* _Exercise goal_: Give every line of the records below as a numbered list, leaving out any blank lines.

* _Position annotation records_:
[START]

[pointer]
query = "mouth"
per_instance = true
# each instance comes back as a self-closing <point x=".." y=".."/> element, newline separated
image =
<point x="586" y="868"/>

[END]

* _Task response_:
1. [pointer]
2. query = "mouth"
3. per_instance = true
4. # each instance comes back as a self-closing <point x=".." y=".."/> element, newline separated
5. image =
6. <point x="586" y="868"/>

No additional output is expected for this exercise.